------ Source material

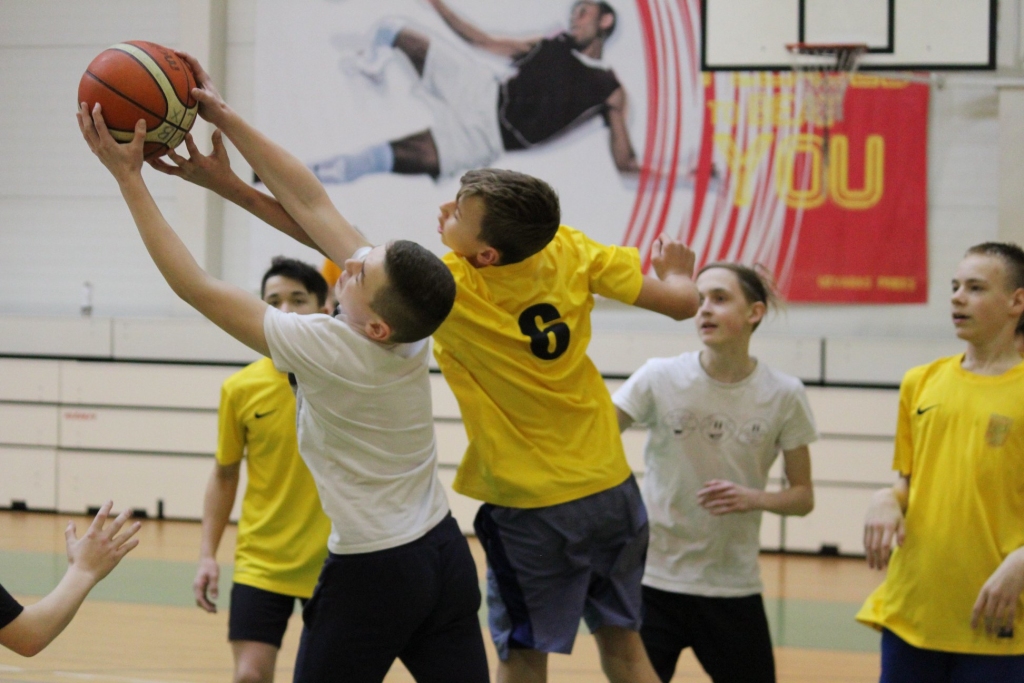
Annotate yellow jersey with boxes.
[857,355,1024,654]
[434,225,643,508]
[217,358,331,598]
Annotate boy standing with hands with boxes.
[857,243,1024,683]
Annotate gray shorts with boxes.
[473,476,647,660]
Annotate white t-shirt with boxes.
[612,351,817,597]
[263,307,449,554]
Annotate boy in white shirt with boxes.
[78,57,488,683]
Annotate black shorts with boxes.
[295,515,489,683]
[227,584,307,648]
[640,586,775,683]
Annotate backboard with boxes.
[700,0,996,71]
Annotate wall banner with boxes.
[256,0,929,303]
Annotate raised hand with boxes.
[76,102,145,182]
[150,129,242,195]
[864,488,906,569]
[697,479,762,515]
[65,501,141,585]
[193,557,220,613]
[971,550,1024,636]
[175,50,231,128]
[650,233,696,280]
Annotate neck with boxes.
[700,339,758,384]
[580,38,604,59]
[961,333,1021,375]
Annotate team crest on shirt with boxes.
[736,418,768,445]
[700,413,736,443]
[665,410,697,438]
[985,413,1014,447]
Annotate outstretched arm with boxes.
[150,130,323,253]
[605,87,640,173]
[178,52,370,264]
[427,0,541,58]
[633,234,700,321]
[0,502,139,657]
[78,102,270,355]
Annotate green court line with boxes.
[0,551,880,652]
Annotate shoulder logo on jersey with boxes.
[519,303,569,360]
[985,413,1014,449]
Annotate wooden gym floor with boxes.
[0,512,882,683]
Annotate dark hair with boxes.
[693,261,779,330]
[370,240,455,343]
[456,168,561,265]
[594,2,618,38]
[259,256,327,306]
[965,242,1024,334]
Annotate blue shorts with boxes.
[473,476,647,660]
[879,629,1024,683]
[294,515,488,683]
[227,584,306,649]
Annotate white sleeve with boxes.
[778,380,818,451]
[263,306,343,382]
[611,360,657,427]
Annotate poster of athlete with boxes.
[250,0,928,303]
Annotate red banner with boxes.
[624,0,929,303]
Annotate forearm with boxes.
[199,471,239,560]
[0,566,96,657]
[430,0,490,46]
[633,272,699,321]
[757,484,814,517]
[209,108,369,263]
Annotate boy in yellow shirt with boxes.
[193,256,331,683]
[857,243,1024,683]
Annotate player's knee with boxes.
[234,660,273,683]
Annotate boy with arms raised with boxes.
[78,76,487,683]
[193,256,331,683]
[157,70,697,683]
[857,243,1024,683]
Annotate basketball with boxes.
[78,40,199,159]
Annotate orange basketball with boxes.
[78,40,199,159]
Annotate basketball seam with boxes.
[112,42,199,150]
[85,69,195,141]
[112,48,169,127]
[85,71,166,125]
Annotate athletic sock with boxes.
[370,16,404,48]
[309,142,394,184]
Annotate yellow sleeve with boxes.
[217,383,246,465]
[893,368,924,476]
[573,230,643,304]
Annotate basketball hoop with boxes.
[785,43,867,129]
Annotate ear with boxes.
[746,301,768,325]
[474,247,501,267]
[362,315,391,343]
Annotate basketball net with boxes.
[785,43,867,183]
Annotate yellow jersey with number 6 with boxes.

------------

Reproduce all of the data above word for word, without the pictures.

Output of the exercise>
Annotate yellow jersey with boxes.
[857,355,1024,654]
[434,225,643,508]
[217,358,331,598]
Annotate boy standing with hands with boxes.
[857,243,1024,683]
Annotate gray shorts with boxes.
[473,476,647,660]
Annotate white t-shirt with boxes.
[612,351,817,597]
[263,307,449,554]
Annotate boy in white shirt with boxes.
[78,57,488,683]
Annotate black shorts with boxes.
[295,515,489,683]
[227,584,307,648]
[640,586,775,683]
Annotate backboard with boxes.
[700,0,996,71]
Annotate wall banner with boxes.
[256,0,929,303]
Annotate raised hand with boxes.
[76,102,145,182]
[150,129,242,195]
[864,488,906,569]
[697,479,762,515]
[65,501,141,585]
[193,557,220,613]
[971,550,1024,636]
[175,50,231,128]
[650,233,696,280]
Annotate neck with boxes.
[700,339,758,384]
[580,38,604,59]
[961,333,1021,375]
Annotate team crest on shirt with boxes.
[736,418,768,445]
[700,413,736,443]
[665,410,697,438]
[985,413,1014,447]
Annotate outstretched arm with boxes.
[150,130,323,253]
[605,87,640,173]
[178,52,370,264]
[427,0,541,58]
[633,234,700,321]
[0,502,139,657]
[78,102,270,355]
Annotate green court line with boxes.
[0,551,880,652]
Annotate shoulder logo on jersey with boxes.
[519,303,569,360]
[985,413,1014,449]
Annotate wooden gym floor with boxes.
[0,512,882,683]
Annotate dark hair with boxes.
[693,261,779,330]
[370,240,455,343]
[456,168,561,265]
[594,2,618,38]
[259,256,327,306]
[965,242,1024,334]
Annotate blue shorts with boxes.
[473,476,647,660]
[879,629,1024,683]
[294,515,488,683]
[227,584,306,649]
Annotate white sleeve with boxes.
[778,380,818,451]
[263,306,343,382]
[611,360,657,427]
Annotate poster of athlete with boxes.
[250,0,928,303]
Annotate red banner with boxes.
[624,0,929,303]
Annotate forearm with boxes.
[199,471,239,560]
[0,566,96,657]
[430,0,490,46]
[633,272,699,321]
[757,484,814,517]
[209,108,369,263]
Annotate boy in yellow shirt with boxes.
[193,256,331,683]
[857,243,1024,683]
Annotate player's knee with boxes.
[234,660,273,683]
Annotate boy with arms raised with boxes.
[78,76,487,683]
[193,256,331,683]
[157,70,697,683]
[857,243,1024,683]
Annotate basketball with boxes.
[78,40,199,159]
Annotate orange basketball with boxes.
[78,40,199,159]
Annotate basketball seam with boxes.
[112,42,199,150]
[85,69,195,141]
[112,48,169,127]
[85,71,166,125]
Annotate athletic sock with boxes.
[370,16,404,48]
[309,142,394,184]
Annotate yellow sleeve with boxes.
[217,383,246,465]
[893,368,924,476]
[573,230,643,304]
Annotate basketball hoop with boxes.
[785,43,867,129]
Annotate ear with boxes.
[746,301,768,325]
[474,247,501,267]
[362,315,391,343]
Annotate basketball net with boxes.
[785,43,867,183]
Annotate yellow jersey with number 6 with boxes.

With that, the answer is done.